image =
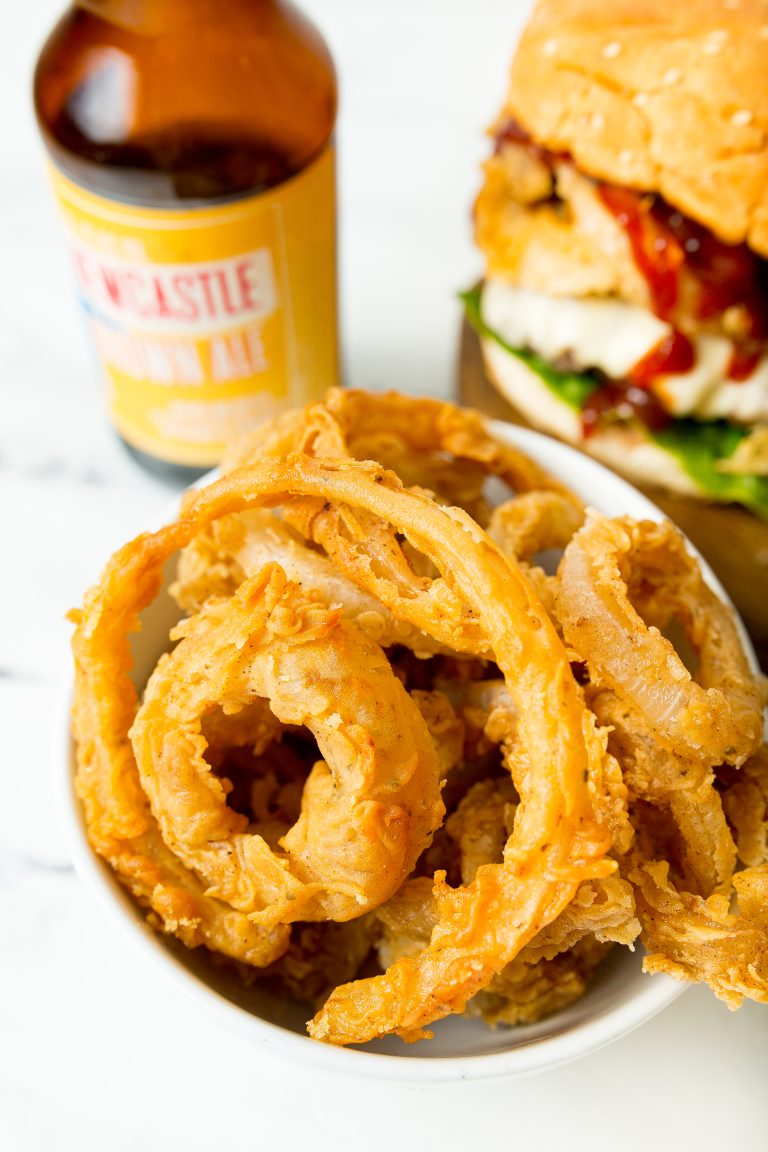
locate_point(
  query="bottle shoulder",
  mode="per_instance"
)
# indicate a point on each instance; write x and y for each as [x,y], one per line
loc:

--

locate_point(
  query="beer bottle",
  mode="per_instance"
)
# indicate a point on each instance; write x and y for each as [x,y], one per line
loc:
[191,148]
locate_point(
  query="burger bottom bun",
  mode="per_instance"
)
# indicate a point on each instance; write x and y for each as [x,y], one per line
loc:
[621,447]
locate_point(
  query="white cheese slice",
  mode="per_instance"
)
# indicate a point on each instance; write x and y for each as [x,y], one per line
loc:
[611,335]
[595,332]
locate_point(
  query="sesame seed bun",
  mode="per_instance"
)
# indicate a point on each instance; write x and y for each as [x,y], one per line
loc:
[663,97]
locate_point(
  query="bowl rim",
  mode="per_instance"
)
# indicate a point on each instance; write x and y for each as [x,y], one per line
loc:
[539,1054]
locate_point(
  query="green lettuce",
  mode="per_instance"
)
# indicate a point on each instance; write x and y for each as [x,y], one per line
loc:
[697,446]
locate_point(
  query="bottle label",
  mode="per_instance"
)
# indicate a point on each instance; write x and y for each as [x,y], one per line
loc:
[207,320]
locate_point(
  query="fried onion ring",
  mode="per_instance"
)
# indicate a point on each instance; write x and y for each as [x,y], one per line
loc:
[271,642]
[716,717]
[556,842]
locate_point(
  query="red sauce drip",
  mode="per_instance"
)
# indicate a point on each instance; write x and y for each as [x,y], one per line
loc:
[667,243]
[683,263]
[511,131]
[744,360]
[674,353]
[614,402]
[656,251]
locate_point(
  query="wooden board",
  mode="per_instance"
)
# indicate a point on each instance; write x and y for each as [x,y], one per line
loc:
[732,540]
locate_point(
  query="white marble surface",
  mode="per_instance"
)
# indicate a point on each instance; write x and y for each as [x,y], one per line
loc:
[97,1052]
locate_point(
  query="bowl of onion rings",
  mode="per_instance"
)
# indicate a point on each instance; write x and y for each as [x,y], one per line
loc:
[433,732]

Work to complete:
Extract each line from the entries above that contains the word "bowl".

Answer to this task:
  query="bowl rim",
  query="bowl of onion rings",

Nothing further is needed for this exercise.